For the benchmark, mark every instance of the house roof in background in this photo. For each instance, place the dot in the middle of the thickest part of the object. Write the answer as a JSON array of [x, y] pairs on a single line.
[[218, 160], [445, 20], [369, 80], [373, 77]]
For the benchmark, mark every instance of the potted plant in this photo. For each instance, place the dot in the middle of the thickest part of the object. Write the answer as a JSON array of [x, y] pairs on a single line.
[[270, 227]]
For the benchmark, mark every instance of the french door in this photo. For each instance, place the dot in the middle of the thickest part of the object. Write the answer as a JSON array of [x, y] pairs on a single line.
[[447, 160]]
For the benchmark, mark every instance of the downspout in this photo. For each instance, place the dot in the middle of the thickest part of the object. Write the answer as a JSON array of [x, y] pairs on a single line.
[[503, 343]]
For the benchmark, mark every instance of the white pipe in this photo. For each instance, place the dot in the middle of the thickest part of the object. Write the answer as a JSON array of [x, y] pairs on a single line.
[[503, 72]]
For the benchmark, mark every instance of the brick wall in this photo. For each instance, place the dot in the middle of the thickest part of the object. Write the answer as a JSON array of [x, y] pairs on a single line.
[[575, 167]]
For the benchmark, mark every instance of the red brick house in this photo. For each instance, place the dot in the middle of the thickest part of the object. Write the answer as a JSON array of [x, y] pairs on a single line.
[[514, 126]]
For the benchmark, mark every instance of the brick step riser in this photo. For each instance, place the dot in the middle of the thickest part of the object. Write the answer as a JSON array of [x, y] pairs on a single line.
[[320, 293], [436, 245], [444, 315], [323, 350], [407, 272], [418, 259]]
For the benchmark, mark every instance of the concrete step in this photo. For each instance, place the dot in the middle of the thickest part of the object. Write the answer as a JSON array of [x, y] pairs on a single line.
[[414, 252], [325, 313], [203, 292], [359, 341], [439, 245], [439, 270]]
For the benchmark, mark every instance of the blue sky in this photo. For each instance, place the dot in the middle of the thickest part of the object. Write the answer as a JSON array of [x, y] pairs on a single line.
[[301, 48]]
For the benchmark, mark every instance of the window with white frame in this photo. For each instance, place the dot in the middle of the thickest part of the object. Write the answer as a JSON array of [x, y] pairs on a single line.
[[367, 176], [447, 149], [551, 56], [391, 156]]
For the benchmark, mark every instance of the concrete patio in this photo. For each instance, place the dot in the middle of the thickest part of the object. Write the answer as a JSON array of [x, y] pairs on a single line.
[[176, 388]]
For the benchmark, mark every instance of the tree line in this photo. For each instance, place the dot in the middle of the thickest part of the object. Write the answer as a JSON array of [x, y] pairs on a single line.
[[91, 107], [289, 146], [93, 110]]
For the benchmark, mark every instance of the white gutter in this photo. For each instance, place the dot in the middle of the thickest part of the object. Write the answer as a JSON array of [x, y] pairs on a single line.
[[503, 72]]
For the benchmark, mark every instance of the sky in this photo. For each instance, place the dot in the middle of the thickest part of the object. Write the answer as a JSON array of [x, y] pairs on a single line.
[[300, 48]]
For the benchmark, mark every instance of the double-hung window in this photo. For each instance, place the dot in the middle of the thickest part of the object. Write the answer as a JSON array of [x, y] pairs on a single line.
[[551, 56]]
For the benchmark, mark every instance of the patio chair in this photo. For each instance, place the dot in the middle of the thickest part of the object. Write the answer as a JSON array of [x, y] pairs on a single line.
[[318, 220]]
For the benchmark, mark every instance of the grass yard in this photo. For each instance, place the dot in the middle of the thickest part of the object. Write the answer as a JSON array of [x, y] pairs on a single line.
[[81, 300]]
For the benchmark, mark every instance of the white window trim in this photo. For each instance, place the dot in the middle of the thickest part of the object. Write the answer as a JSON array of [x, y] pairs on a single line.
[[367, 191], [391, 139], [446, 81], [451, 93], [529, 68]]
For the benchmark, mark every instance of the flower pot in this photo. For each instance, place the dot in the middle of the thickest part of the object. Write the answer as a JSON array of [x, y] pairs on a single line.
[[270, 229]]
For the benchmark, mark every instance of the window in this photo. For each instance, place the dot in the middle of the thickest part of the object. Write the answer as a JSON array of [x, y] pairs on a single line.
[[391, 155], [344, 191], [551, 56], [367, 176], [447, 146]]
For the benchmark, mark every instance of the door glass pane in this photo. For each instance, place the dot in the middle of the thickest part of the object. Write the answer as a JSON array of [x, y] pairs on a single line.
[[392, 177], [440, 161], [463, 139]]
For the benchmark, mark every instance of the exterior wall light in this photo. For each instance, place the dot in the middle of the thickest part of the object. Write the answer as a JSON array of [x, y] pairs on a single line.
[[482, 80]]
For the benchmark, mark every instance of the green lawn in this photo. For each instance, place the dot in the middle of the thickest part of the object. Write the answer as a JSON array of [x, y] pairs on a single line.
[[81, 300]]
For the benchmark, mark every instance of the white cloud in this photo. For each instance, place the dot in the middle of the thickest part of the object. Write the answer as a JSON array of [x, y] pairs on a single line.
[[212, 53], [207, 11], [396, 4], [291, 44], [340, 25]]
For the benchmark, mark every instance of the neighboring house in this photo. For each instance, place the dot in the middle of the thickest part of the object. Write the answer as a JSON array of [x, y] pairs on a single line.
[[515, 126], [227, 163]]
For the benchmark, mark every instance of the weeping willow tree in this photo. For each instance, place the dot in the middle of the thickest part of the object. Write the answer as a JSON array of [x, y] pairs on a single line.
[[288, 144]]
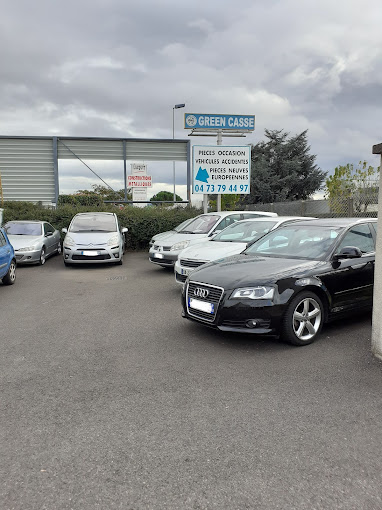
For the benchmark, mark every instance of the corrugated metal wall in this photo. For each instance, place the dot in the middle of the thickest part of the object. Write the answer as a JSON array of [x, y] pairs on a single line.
[[138, 150], [27, 169]]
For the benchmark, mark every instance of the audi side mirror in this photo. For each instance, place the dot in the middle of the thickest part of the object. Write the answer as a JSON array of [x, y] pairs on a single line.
[[348, 252]]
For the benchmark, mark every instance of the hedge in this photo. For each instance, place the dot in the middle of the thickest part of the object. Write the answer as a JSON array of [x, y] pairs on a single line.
[[142, 223]]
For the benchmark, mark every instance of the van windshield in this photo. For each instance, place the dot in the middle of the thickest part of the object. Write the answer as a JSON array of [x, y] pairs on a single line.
[[93, 223], [201, 224], [23, 229]]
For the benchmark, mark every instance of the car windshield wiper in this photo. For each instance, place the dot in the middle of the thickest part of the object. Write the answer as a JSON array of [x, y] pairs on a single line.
[[88, 230]]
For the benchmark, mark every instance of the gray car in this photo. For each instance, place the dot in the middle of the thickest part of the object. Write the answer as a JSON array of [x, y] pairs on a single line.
[[94, 237], [33, 241]]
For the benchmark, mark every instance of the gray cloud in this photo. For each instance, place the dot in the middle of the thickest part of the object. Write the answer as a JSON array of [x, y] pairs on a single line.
[[97, 68]]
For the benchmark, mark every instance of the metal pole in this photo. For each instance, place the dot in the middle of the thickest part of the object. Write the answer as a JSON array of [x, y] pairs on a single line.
[[173, 136], [55, 169], [376, 338], [124, 168], [219, 197], [189, 173]]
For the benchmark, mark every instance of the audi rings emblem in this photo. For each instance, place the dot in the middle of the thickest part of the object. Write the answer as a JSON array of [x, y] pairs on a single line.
[[199, 292]]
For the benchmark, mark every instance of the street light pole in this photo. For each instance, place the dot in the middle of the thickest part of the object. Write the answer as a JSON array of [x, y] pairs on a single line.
[[173, 136]]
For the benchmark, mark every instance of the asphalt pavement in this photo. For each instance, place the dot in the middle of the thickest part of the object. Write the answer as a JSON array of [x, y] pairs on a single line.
[[111, 400]]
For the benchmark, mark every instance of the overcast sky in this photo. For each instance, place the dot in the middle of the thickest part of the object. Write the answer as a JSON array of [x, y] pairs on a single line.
[[117, 67]]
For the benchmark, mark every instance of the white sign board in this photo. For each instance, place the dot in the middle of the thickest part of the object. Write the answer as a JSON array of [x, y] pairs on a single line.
[[139, 181], [140, 195], [221, 169], [138, 169]]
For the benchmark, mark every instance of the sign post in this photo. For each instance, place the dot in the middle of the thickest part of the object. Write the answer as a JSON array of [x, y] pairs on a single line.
[[139, 181], [221, 169], [219, 125]]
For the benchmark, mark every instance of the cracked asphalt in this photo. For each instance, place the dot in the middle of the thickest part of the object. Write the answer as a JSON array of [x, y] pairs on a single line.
[[110, 400]]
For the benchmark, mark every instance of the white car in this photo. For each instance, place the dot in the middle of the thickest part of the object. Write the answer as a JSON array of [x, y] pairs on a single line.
[[231, 241], [178, 228], [94, 237], [33, 241], [166, 249]]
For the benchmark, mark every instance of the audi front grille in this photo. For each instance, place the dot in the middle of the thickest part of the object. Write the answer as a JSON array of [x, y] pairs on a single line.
[[206, 293]]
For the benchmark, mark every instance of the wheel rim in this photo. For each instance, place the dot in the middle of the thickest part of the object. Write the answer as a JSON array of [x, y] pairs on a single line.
[[307, 318], [12, 272]]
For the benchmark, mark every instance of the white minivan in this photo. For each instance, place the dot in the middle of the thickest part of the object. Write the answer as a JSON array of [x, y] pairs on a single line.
[[165, 249]]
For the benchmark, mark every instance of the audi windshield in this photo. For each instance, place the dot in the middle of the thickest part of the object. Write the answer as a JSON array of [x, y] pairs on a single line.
[[244, 231], [313, 242]]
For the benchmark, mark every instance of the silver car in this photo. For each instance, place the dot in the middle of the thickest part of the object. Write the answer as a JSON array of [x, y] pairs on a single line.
[[94, 237], [33, 241]]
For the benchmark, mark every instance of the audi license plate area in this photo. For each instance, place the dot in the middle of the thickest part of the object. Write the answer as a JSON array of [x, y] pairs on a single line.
[[201, 305]]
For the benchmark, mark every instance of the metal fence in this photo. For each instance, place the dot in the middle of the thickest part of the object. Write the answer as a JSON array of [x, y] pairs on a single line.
[[358, 205]]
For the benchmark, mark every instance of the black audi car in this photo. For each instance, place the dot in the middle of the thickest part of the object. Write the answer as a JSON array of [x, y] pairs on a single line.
[[288, 283]]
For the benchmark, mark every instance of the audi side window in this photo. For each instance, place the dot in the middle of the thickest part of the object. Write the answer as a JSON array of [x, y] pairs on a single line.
[[359, 236], [48, 228]]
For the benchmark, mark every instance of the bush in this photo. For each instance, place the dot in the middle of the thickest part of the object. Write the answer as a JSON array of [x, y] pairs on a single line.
[[142, 223], [92, 200]]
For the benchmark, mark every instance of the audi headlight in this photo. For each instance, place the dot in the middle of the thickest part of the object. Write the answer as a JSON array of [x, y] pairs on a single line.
[[180, 246], [113, 240], [69, 241], [253, 293], [28, 248]]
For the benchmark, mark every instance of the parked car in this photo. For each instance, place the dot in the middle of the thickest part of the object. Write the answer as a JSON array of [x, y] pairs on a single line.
[[94, 237], [7, 260], [230, 241], [178, 228], [289, 282], [165, 250], [33, 241]]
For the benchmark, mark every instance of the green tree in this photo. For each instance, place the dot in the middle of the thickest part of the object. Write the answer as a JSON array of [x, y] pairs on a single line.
[[228, 202], [358, 183], [105, 193], [282, 169], [165, 196]]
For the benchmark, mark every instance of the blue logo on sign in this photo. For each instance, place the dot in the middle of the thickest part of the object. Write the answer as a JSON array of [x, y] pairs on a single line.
[[202, 175]]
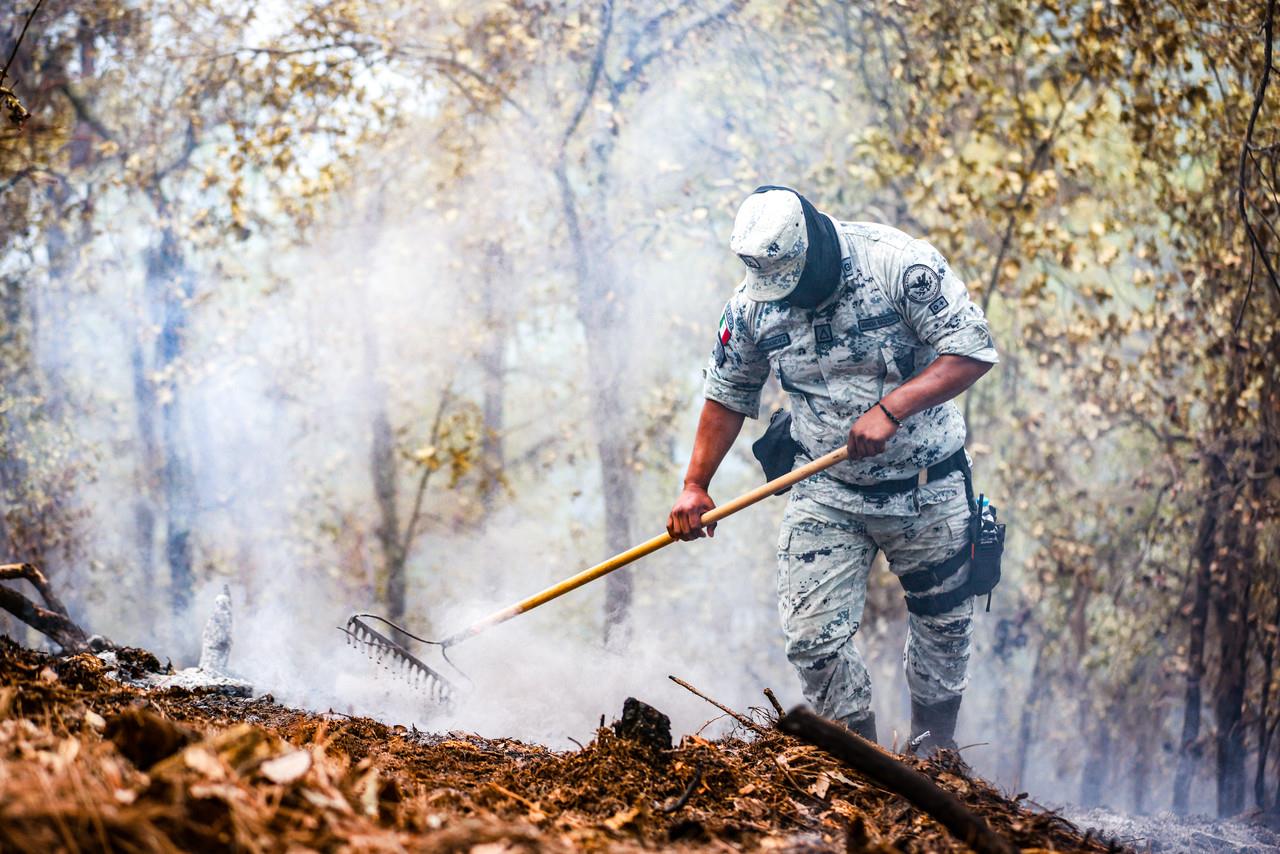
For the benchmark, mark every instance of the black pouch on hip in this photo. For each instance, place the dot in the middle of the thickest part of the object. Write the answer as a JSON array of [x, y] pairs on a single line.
[[987, 537], [776, 450]]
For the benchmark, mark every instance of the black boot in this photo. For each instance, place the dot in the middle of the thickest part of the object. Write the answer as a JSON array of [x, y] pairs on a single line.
[[938, 721], [863, 725]]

**********

Transfer everything from the line containing "For the benchmark, mark every instance of the exterior" down to the line containing "[[482, 80]]", both ends included and nothing else, and add 27 to every coordinate in the answers while leaving the request line as it stands.

SOLUTION TO THE EXERCISE
For the benchmark, mark every instance of the exterior wall light in this photo. For each instance, place the dot in the middle of the thickest part of the object. Write the answer as a JSON array of [x, y] pairs on a single line.
[[509, 107]]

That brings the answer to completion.